**YOUR TASK**
Each entry needs to be repeated exactly, with nothing added or removed.

*** Opening DATASET CONTENT ***

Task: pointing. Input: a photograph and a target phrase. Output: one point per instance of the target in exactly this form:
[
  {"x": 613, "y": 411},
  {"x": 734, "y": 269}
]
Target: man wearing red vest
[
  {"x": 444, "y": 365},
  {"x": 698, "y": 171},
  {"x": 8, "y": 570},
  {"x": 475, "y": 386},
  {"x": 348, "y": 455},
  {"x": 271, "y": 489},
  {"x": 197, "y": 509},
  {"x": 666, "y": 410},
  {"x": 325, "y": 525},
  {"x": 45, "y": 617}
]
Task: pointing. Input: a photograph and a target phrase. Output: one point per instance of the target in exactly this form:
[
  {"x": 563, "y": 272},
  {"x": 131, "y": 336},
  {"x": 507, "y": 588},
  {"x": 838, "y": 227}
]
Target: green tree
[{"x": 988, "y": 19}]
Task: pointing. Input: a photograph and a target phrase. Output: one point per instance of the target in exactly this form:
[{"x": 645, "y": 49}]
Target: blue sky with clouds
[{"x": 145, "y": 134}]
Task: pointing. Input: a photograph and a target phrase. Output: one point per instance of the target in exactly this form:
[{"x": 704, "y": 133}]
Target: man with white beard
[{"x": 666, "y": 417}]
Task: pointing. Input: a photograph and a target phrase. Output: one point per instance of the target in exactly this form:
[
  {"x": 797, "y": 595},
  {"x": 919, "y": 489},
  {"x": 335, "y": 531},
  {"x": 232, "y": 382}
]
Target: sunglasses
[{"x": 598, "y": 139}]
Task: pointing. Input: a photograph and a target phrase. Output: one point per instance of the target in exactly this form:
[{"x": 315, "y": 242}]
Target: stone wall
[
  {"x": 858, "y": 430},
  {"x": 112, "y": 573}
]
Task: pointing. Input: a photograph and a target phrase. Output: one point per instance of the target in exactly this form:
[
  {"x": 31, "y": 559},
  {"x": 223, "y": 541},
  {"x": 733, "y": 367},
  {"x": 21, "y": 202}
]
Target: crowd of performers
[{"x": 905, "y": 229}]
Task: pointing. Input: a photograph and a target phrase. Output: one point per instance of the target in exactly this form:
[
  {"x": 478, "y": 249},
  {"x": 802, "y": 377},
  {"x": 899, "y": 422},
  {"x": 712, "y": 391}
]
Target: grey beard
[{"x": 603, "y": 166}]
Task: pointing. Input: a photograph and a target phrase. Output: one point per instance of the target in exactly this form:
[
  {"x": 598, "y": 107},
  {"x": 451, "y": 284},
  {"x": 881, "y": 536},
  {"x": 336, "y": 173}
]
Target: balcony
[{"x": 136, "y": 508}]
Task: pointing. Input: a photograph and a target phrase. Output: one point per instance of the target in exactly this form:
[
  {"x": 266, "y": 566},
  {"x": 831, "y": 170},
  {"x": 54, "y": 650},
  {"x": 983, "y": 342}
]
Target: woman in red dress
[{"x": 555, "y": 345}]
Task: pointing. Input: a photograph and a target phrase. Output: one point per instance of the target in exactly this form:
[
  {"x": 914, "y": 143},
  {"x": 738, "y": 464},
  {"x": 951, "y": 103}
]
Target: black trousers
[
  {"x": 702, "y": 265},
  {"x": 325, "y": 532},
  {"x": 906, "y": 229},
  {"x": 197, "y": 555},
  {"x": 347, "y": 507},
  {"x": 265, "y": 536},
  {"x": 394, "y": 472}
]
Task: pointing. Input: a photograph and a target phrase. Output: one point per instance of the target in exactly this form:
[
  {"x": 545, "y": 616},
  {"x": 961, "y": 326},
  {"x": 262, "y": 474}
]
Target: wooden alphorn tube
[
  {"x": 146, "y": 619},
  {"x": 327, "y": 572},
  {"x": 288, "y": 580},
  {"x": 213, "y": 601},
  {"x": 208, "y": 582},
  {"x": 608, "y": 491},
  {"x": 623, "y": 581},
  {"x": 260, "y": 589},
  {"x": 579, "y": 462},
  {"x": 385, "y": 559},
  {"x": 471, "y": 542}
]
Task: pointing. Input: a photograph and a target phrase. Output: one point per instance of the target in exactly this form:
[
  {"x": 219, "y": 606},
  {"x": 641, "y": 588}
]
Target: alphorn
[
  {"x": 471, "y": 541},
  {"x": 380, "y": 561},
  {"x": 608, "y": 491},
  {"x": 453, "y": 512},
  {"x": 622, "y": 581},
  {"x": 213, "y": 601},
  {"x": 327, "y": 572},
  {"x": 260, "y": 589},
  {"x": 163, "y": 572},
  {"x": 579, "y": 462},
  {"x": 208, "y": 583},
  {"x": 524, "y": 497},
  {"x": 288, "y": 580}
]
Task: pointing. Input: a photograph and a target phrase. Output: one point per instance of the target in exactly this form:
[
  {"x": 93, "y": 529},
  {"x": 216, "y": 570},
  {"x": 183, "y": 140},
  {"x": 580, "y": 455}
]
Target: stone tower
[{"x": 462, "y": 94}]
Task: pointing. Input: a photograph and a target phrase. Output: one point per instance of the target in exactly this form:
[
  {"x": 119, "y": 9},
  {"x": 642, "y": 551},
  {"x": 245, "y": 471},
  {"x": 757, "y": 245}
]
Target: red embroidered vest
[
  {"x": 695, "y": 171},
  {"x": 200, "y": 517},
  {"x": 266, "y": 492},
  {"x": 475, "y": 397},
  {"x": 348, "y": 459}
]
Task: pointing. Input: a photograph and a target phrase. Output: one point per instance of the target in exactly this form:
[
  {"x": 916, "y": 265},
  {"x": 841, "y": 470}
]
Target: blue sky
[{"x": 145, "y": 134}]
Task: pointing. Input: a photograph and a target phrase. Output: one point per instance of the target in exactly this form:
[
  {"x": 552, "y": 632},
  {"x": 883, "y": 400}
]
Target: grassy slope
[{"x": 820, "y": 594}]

*** Closing DATASET CONTENT ***

**ANSWER SECTION**
Task: pointing. Input: a photograph and a target phrase. Output: one point per instance of the target in exactly this form:
[
  {"x": 613, "y": 411},
  {"x": 734, "y": 269}
]
Target: man wearing red vest
[
  {"x": 444, "y": 365},
  {"x": 698, "y": 171},
  {"x": 8, "y": 570},
  {"x": 475, "y": 386},
  {"x": 348, "y": 455},
  {"x": 271, "y": 489},
  {"x": 197, "y": 509},
  {"x": 666, "y": 410},
  {"x": 325, "y": 525},
  {"x": 45, "y": 617}
]
Task: pointing. Input: a photograph and a target phrase. Output: one point per instance of the target in exactly this form:
[
  {"x": 563, "y": 272},
  {"x": 131, "y": 336},
  {"x": 507, "y": 588},
  {"x": 838, "y": 227}
]
Target: green tree
[{"x": 988, "y": 19}]
Task: pointing. Input: a photograph and a target phrase. Output: one point per instance of the target in exactly this form:
[{"x": 645, "y": 49}]
Target: blue sky with clouds
[{"x": 145, "y": 134}]
Task: pointing. Input: a photograph and a target phrase. Output: one point per instance of the target in exactly this form:
[{"x": 704, "y": 133}]
Target: man with white beard
[{"x": 666, "y": 417}]
Task: pointing. Input: a photograph and a target phrase. Output: one point per instance of the target in exactly this form:
[
  {"x": 797, "y": 595},
  {"x": 919, "y": 489},
  {"x": 335, "y": 531},
  {"x": 232, "y": 382}
]
Target: sunglasses
[{"x": 598, "y": 139}]
Task: pointing. Input: a photograph and a target phrase. Output: one point per instance of the target in exactly this form:
[{"x": 315, "y": 242}]
Target: stone wall
[
  {"x": 858, "y": 430},
  {"x": 112, "y": 573}
]
Task: pointing. Input: a photograph and a target phrase. Output: one point per instance of the target in exactly this form:
[
  {"x": 31, "y": 559},
  {"x": 223, "y": 541},
  {"x": 733, "y": 367},
  {"x": 21, "y": 202}
]
Target: crowd of performers
[{"x": 905, "y": 229}]
Task: pointing. Input: a photograph and a target phrase. Output: one point per instance of the target in exactly this form:
[
  {"x": 478, "y": 249},
  {"x": 802, "y": 377},
  {"x": 899, "y": 422},
  {"x": 712, "y": 391}
]
Target: grey beard
[{"x": 603, "y": 166}]
Task: pointing. Input: a photograph and a target phrase. Output: one point per instance of the target in exactly this form:
[
  {"x": 598, "y": 107},
  {"x": 451, "y": 284},
  {"x": 881, "y": 536},
  {"x": 336, "y": 173}
]
Target: balcony
[{"x": 136, "y": 508}]
Task: pointing. Input: a photograph and a target phrase. Output: one point per instance of the target in exactly this form:
[
  {"x": 266, "y": 566},
  {"x": 831, "y": 170},
  {"x": 54, "y": 650},
  {"x": 983, "y": 342}
]
Target: woman in red dress
[{"x": 555, "y": 345}]
Task: pointing. Input: a photograph and a target phrase. Output: one point per instance of the target in exactly this form:
[
  {"x": 914, "y": 143},
  {"x": 738, "y": 464},
  {"x": 951, "y": 103}
]
Target: black trousers
[
  {"x": 702, "y": 265},
  {"x": 325, "y": 532},
  {"x": 906, "y": 229},
  {"x": 197, "y": 555},
  {"x": 347, "y": 507},
  {"x": 265, "y": 536},
  {"x": 394, "y": 472}
]
Task: pointing. Input: a photograph and a target phrase. Output: one point per instance of the target in exactly this form:
[
  {"x": 545, "y": 616},
  {"x": 961, "y": 326},
  {"x": 262, "y": 474}
]
Target: wooden alphorn tube
[
  {"x": 146, "y": 619},
  {"x": 327, "y": 572},
  {"x": 288, "y": 580},
  {"x": 213, "y": 601},
  {"x": 208, "y": 582},
  {"x": 608, "y": 491},
  {"x": 623, "y": 581},
  {"x": 260, "y": 589},
  {"x": 579, "y": 462},
  {"x": 385, "y": 559},
  {"x": 471, "y": 542}
]
Task: pointing. Input: a photograph and a target phrase. Output: one point per instance of the target in exactly this form:
[
  {"x": 219, "y": 606},
  {"x": 641, "y": 588}
]
Target: alphorn
[
  {"x": 471, "y": 541},
  {"x": 380, "y": 561},
  {"x": 608, "y": 491},
  {"x": 453, "y": 512},
  {"x": 622, "y": 581},
  {"x": 213, "y": 601},
  {"x": 327, "y": 572},
  {"x": 260, "y": 589},
  {"x": 163, "y": 572},
  {"x": 579, "y": 462},
  {"x": 208, "y": 583},
  {"x": 524, "y": 497},
  {"x": 288, "y": 580}
]
Task: pointing. Input: a photograph and a target phrase. Output: one point per instance of the target in exactly this form:
[
  {"x": 93, "y": 529},
  {"x": 216, "y": 570},
  {"x": 183, "y": 140},
  {"x": 580, "y": 455}
]
Target: stone tower
[{"x": 462, "y": 94}]
Task: pointing. Input: a photograph and a target phrase. Output: one point per instance of the target in exactly this form:
[
  {"x": 119, "y": 9},
  {"x": 642, "y": 551},
  {"x": 245, "y": 471},
  {"x": 757, "y": 245}
]
Target: red embroidered vest
[
  {"x": 695, "y": 171},
  {"x": 200, "y": 517},
  {"x": 266, "y": 492},
  {"x": 475, "y": 397},
  {"x": 348, "y": 459}
]
Task: pointing. Input: a photograph and a target phrase. Output: one point per instance of the target in exactly this form:
[
  {"x": 916, "y": 265},
  {"x": 841, "y": 470}
]
Target: blue sky
[{"x": 145, "y": 134}]
Task: pointing. Input: a photograph and a target phrase. Output: one point per instance of the target in exactly this form:
[
  {"x": 552, "y": 632},
  {"x": 883, "y": 400}
]
Target: grassy slope
[{"x": 820, "y": 594}]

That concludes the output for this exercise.